Sob as bênçãos da ditadura, o Brasil viu
consolidar-se um capital de novo porte, monopolista em alguns setores da
economia – e entre estes destacou-se a construção civil. Alguns poucos grupos
chegaram a um patamar diferente, extremamente vigoroso, detendo amplo poder
econômico e político. As principais empresas beneficiadas foram Odebrecht
(Norberto Odebrecht), Camargo Corrêa (Sebastião Camargo), Andrade Gutierrez
(Sérgio Andrade) e Mendes Júnior (Murillo Mendes). Dentre os agentes políticos da
ditadura associados aos empreiteiros, destacam-se Mario Andreazza (ministro dos
Transportes de 1967 a 1974 e do Interior de 1979 a 1985), Eliseu Resende
(diretor do Departamento Nacional de Estradas de Rodagem [DNER] e ministro dos
Transportes de 1979 e 1982) e Delfim Netto (ministro da Fazenda de 1967 a
1974). O cenário forjado nos anos 1960 e 1970 foi altamente favorável ao
crescimento das atividades dessas empresas, em ambiente propício para a
acumulação de capital. A participação ativa que esses e outros empresários
tiveram junto ao governo é mais uma prova de que o regime não foi somente
militar, mas também civil, com corporações e Estado de mãos dadas em esquemas
de favorecimento mútuo. Um casamento que, tudo indica, resistiu incólume à
mudança de regime, e persiste em tempos democráticos.
Pedro Henrique Pedreira Campos é professor da Universidade Federal Rural do Rio de Janeiro
e autor de Estranhas Catedrais: as empreiteiras brasileiras e a ditadura
civil-militar brasileira, 1964-1988 (Eduff, 2014).
Saiba mais – Bibliografia
CRUZ, Sebastião
Velasco. Empresariado e Estado na
Transição Brasileira: um estudo sobre a economia política do autoritarismo
(1974-1977). Campinas/São Paulo: EdUnicamp/ Fapesp, 1995.
DREIFUSS, René Armand. 1964: a conquista do Estado. 3. ed.
Petrópolis: Vozes, 1981.
FONTES, Virgínia &
MENDONÇA, Sonia Regina de. História do
Brasil Recente: 1964-1992. 4. ed. atualizada. São Paulo: Ática, 1996
[1988].
LEMOS, Renato.
^^^^^^^^
◆ Tarefas e exercícios:
**1.** Extraia do trecho sobre as empreiteiras a passagem entre "Saiba mais –" e "Estado. 3. ed.", inclusive.
**2.** Responda, com base no trecho sobre as empreiteiras:
(a) Quem foi ministro da Fazenda de 1967 a 1974?
(b) Qual setor da economia se destacou entre os de capital monopolista?
(c) Em qual universidade Pedro Henrique Pedreira Campos é professor?
**3.** Indique se cada afirmação concorda com o trecho sobre as empreiteiras, citando as palavras que decidem:
(a) Mario Andreazza foi ministro do Interior de 1979 a 1985.
(b) O regime foi exclusivamente militar.
(c) A Camargo Corrêa aparece associada a Sebastião Camargo.

◆ Dados coletados:
^^^^^^^^
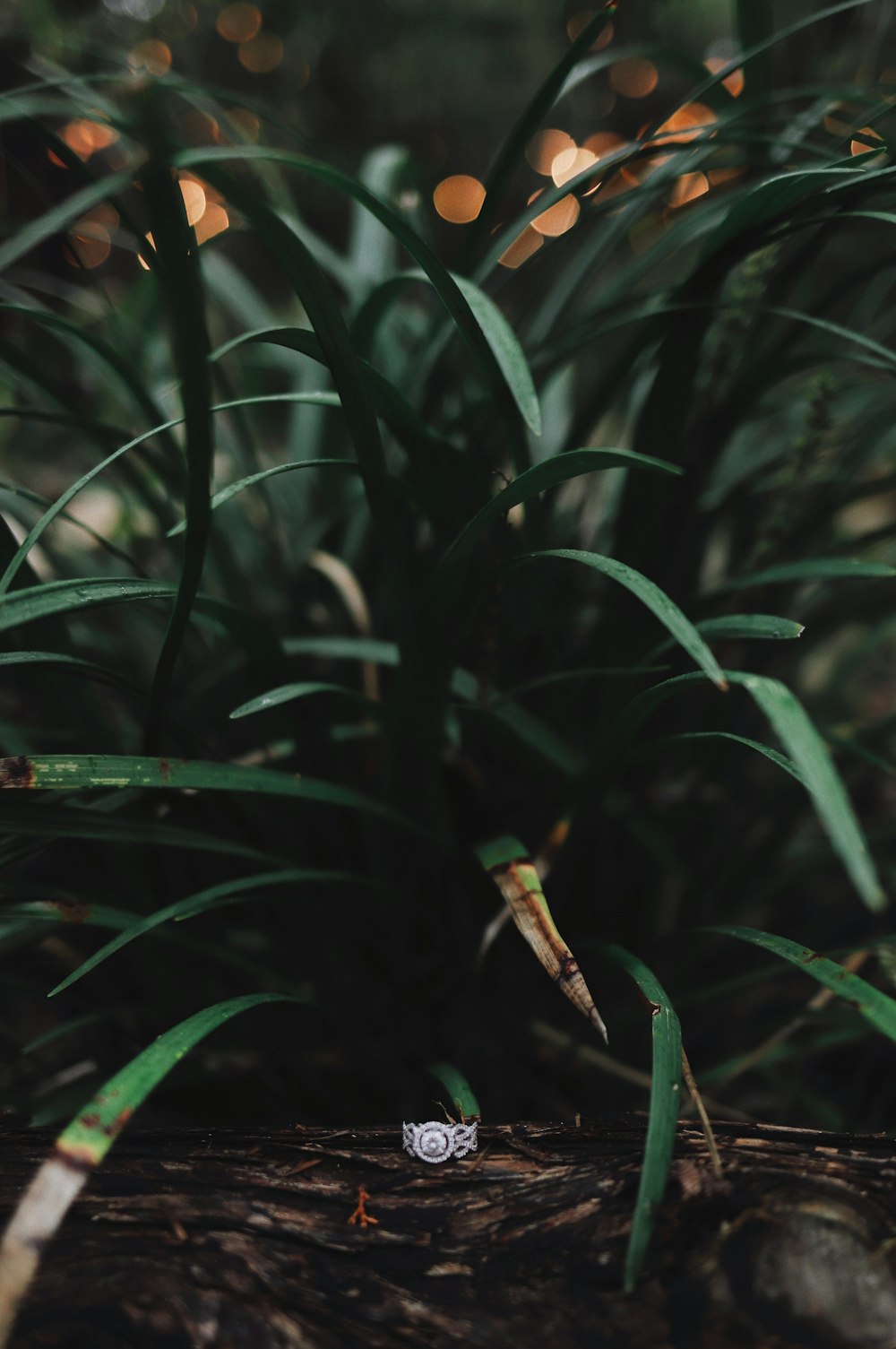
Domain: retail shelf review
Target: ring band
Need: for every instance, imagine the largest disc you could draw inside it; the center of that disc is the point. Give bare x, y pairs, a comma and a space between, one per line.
434, 1141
^^^^^^^^
◆ Respostas por tarefa:
**1.**
Saiba mais – Bibliografia
CRUZ, Sebastião
Velasco. Empresariado e Estado na
Transição Brasileira: um estudo sobre a economia política do autoritarismo
(1974-1977). Campinas/São Paulo: EdUnicamp/ Fapesp, 1995.
DREIFUSS, René Armand. 1964: a conquista do Estado. 3. ed.

**2.**
(a) Delfim Netto.
(b) A construção civil.
(c) Na Universidade Federal Rural do Rio de Janeiro.

**3.**
(a) Sim: "ministro dos Transportes de 1967 a 1974 e do Interior de 1979 a 1985".
(b) Não: "o regime não foi somente militar, mas também civil".
(c) Sim: "Camargo Corrêa (Sebastião Camargo)".